- **The problem**
Write out all of the records below again, substituting "exactly one point" for "a single point" wherever it occurs and changing nothing else. Leave out the pictures.

=-=-=-=-=

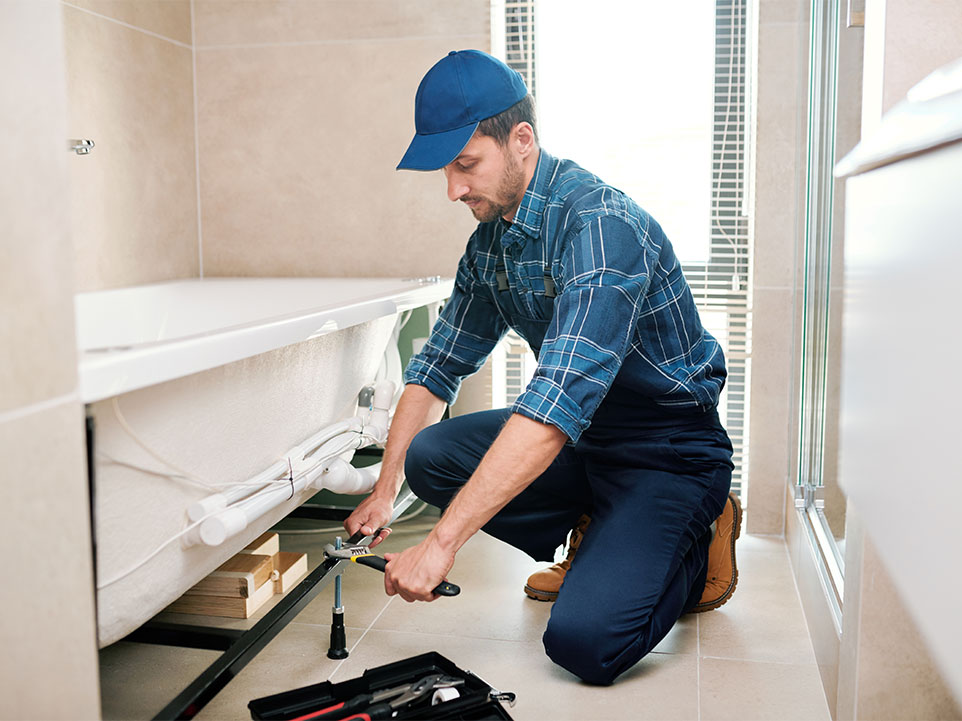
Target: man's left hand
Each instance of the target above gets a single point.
(415, 573)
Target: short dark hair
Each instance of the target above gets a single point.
(500, 126)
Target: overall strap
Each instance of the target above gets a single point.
(501, 274)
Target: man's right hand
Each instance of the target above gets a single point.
(372, 513)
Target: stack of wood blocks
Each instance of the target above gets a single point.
(245, 582)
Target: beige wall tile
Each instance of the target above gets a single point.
(776, 176)
(231, 22)
(897, 677)
(744, 691)
(170, 18)
(36, 320)
(771, 391)
(48, 632)
(298, 147)
(779, 11)
(920, 36)
(134, 198)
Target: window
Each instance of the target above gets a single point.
(663, 88)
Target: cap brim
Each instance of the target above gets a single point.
(434, 151)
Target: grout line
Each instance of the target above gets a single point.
(698, 664)
(49, 404)
(765, 662)
(335, 41)
(193, 63)
(178, 43)
(356, 643)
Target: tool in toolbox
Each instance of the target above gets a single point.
(384, 703)
(366, 557)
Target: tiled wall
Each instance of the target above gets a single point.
(781, 60)
(305, 108)
(133, 199)
(300, 109)
(47, 629)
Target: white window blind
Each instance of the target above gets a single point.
(720, 282)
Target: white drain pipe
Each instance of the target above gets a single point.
(321, 467)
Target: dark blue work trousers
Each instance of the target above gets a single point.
(652, 482)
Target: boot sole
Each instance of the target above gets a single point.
(723, 599)
(540, 595)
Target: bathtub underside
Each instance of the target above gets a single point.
(223, 425)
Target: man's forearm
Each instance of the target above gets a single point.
(520, 453)
(417, 409)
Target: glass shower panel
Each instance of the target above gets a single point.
(834, 105)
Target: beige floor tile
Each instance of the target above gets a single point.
(763, 621)
(746, 690)
(296, 658)
(494, 631)
(662, 686)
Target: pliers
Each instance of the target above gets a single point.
(366, 557)
(375, 705)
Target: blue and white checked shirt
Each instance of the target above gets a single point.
(623, 315)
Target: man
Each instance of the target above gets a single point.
(617, 432)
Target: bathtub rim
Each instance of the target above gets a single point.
(107, 372)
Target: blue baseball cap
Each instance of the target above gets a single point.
(462, 89)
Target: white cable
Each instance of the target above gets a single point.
(103, 584)
(334, 529)
(174, 477)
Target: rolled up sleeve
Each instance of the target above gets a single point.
(465, 333)
(606, 270)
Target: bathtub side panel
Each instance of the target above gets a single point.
(224, 424)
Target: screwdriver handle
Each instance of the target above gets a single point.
(443, 589)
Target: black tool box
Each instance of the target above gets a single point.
(476, 699)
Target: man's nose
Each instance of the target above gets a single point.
(457, 189)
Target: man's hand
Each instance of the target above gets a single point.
(415, 573)
(372, 513)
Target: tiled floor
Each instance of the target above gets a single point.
(750, 659)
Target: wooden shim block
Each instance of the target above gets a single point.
(238, 577)
(266, 544)
(290, 568)
(230, 607)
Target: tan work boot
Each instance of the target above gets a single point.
(722, 572)
(543, 585)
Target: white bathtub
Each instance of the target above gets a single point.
(135, 337)
(220, 377)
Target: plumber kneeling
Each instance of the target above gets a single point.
(616, 439)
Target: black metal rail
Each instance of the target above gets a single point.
(239, 647)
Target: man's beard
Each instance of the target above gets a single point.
(507, 196)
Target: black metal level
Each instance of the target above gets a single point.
(198, 694)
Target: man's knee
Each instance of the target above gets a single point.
(587, 646)
(423, 468)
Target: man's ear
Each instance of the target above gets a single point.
(522, 137)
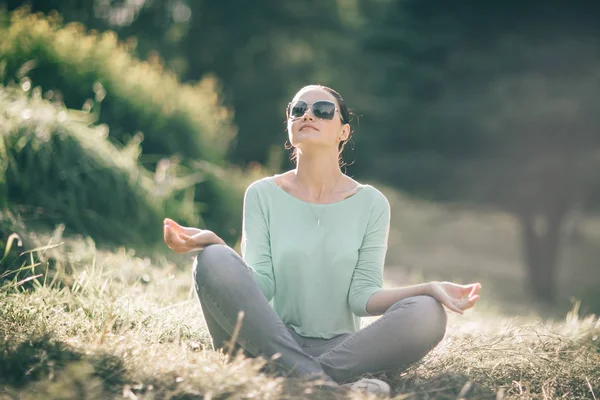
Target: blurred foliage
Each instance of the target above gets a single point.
(97, 73)
(57, 170)
(262, 52)
(487, 104)
(497, 107)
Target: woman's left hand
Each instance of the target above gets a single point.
(457, 298)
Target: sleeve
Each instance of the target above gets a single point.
(368, 273)
(255, 245)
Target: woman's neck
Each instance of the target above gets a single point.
(317, 173)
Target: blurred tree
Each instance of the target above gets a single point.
(262, 51)
(490, 103)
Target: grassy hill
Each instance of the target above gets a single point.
(130, 327)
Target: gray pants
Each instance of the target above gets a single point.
(404, 334)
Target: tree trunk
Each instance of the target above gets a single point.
(541, 242)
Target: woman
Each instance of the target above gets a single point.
(313, 248)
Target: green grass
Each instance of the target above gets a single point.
(128, 326)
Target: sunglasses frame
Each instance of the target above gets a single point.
(309, 106)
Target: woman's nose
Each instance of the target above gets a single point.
(308, 114)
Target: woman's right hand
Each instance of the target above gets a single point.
(182, 239)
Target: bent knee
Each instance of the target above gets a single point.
(208, 261)
(436, 317)
(431, 317)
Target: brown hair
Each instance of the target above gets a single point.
(345, 113)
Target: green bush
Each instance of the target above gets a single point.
(57, 170)
(96, 72)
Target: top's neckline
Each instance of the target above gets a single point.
(346, 199)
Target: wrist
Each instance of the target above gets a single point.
(429, 288)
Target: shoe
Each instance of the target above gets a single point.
(369, 385)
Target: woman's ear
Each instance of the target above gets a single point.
(345, 133)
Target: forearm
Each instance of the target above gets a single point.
(385, 298)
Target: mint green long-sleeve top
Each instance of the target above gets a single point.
(317, 276)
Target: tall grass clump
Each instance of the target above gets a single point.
(59, 171)
(182, 127)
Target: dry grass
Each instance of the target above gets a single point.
(131, 327)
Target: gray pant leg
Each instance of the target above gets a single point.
(225, 286)
(404, 334)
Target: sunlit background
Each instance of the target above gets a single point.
(478, 119)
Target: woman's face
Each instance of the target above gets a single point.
(308, 130)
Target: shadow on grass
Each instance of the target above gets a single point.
(24, 361)
(441, 386)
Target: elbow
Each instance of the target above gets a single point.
(359, 302)
(265, 284)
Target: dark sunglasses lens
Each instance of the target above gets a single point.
(297, 109)
(324, 109)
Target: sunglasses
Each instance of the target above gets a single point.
(322, 109)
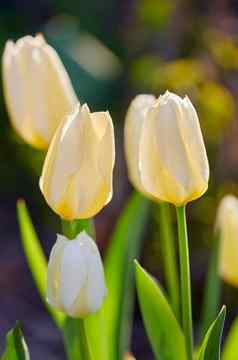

=-=-=-=-=

- **Result of this exercise**
Target: man's left hand
Each instance of the target above gets exactly one point.
(415, 573)
Target: short dark hair
Each instance of the target above gets exactly one point.
(500, 126)
Target: overall strap
Each instance of the target above gets exactly one point.
(501, 274)
Target: man's right hand
Each instance of the target above gets exactly one point.
(372, 513)
Target: stack of wood blocks
Each instance of the target above gets exactly one point.
(245, 582)
Target: beige wall tile
Each instance of the target above gets exactly one point.
(776, 176)
(231, 22)
(897, 677)
(744, 691)
(170, 18)
(36, 320)
(771, 391)
(48, 632)
(298, 147)
(779, 11)
(920, 36)
(134, 198)
Target: window
Each instance of the target above gets exactly one point.
(663, 88)
Target: cap brim
Each instance of the target above gets exactly one point.
(434, 151)
Target: grout line
Each instance of the target above gets exactly one point.
(698, 664)
(49, 404)
(765, 662)
(335, 41)
(193, 63)
(178, 43)
(356, 643)
Target: tool in toolbox
Each instance of the target above gets exactly one point.
(384, 703)
(366, 557)
Target: tiled wall
Each instance of the target above gets exactly one point.
(781, 60)
(305, 108)
(133, 199)
(300, 109)
(47, 629)
Target: white window blind
Each instance of the target above gets exactly one point.
(720, 282)
Target: white drain pipe
Each instance of the target above gets exactly one point.
(321, 467)
Target: dark blue work trousers
Each instance of the target above gets exactly one point.
(652, 482)
Target: boot sole
Each instance of the target above gets exactly one point.
(723, 599)
(540, 595)
Target: bathtub underside
Each instance of the target above gets exactly one point.
(223, 425)
Target: man's forearm
Each instance of the target above gets exactly one point.
(520, 453)
(417, 409)
Target: glass shower panel
Each instance of the target above gets exactly one point.
(834, 105)
Target: beige floor tile
Each instance of the target above gets exactly one point.
(763, 621)
(746, 690)
(296, 658)
(494, 631)
(662, 686)
Target: pliers
Each instance of the target above gets exactly one point.
(366, 557)
(375, 705)
Target: blue and white checked shirt
Each instance of the target above gets exactly one point.
(623, 315)
Target: man
Each instance of the target above gets exactly one point.
(617, 432)
Target: bathtub rim
Each instance of the target above gets exactly one point.
(107, 372)
Target: blue baseball cap
Each instance of the target above gets exactly one point.
(462, 89)
Target: white cable
Each instance of the target above gets exactly one point.
(103, 584)
(334, 529)
(174, 477)
Target: rolled up sleeve
Each instance of the target above gets exactly one point.
(465, 333)
(606, 270)
Target: bathtub side panel
Each instance of the target above gets exactly one point.
(224, 424)
Target: screwdriver handle
Each instance of the target above gets exactly one point.
(443, 589)
Target: black tool box
Each instance of the target above gets exactly one point.
(476, 699)
Target: man's nose
Each instance of the target above gets exactly one point.
(457, 189)
Target: man's hand
Each instance of the target above gets exactly one point.
(415, 573)
(372, 513)
Target: tiled floor
Each instance of the target above gets exactly one point.
(750, 659)
Target: wooden shim block
Each instance of the target above gets exactly one point.
(238, 577)
(266, 544)
(290, 568)
(230, 607)
Target: tan work boot
Each instance of the target above gets exactly one point.
(722, 572)
(543, 585)
Target: white bathtub
Each instance of the target above gets exactly one point.
(135, 337)
(220, 377)
Target: plumber kneeling
Each instance of the target above gets exactly one point.
(616, 439)
Target: black metal rail
Each instance of the target above gets exactly one point.
(239, 647)
Target: man's beard
Each instance of the target above gets exactly one point.
(507, 196)
Target: black metal level
Each instance of the target above gets exactly one point.
(198, 694)
Target: man's knee
Each instance of the target above gets exactly one point.
(587, 646)
(423, 468)
Target: man's ear
Each instance of the target above gets exactly one point.
(522, 137)
Target: blurred foliage
Each instance of the target above gets exactly one point.
(97, 73)
(57, 170)
(262, 52)
(487, 104)
(497, 107)
Target: woman's left hand
Each instance of the target above gets exactly one point.
(457, 298)
Target: sleeve
Each instance of the target above gets exactly one point.
(368, 273)
(255, 245)
Target: woman's neck
Each instance of the target above gets exactly one point.
(317, 173)
Target: blurred tree
Each instance of the target above gets exactly one point.
(262, 51)
(490, 103)
Target: grassy hill
Each instance of the target above gets exactly one point.
(130, 327)
Target: gray pants
Each instance of the target above gets exactly one point.
(404, 334)
Target: tree trunk
Each instance of the target above gets exactly one point.
(541, 242)
Target: woman
Each instance of the target above gets exactly one point.
(313, 248)
Target: green grass
Each instance of the target above gets exactly one point.
(128, 326)
Target: sunglasses frame
Each instance of the target above gets exactly one point.
(309, 106)
Target: woman's nose
Each instance of the target above gets exactly one point.
(308, 114)
Target: woman's right hand
Each instance of the target above gets exactly one point.
(182, 239)
Target: bent knee
Each instance of the target above gets exactly one point.
(208, 261)
(436, 317)
(431, 317)
Target: brown hair
Each instance of the target above gets exactly one point.
(345, 113)
Target: green bush
Each instance of the target above gets exactly one point.
(57, 170)
(96, 72)
Target: top's neckline
Each instance of the target above gets exactly one point.
(346, 199)
Target: wrist
Each instance of the target above gets exactly one point.
(429, 288)
Target: shoe
Each instance of the target above gets exactly one point.
(369, 385)
Target: woman's ear
Each instance of the target above gets exactly one point.
(345, 133)
Target: forearm
Each instance of the target above gets exactly one point.
(385, 298)
Target: mint green long-sleeve top
Each instance of the target above gets exactly one point.
(317, 276)
Target: tall grass clump
Each instance of the target above gets exactly one point.
(59, 171)
(182, 127)
Target: dry grass
Each instance of the target above gets exactly one point.
(131, 327)
Target: gray pant leg
Each instance of the target above gets exactly one point.
(225, 286)
(404, 334)
Target: sunlit background
Each instance of the target above gets exactly one point.
(478, 119)
Target: woman's face
Each instance of the target above gets exactly one point.
(308, 130)
Target: shadow on grass
Each instance of the target above gets exactly one point.
(24, 361)
(441, 386)
Target: elbow
Each instance of the target above gets exactly one point.
(359, 302)
(265, 284)
Target: dark sunglasses lens
Each instance of the target above gets exactly one point.
(297, 109)
(324, 109)
Target: sunglasses
Each instance of the target above gets exactly one point.
(322, 109)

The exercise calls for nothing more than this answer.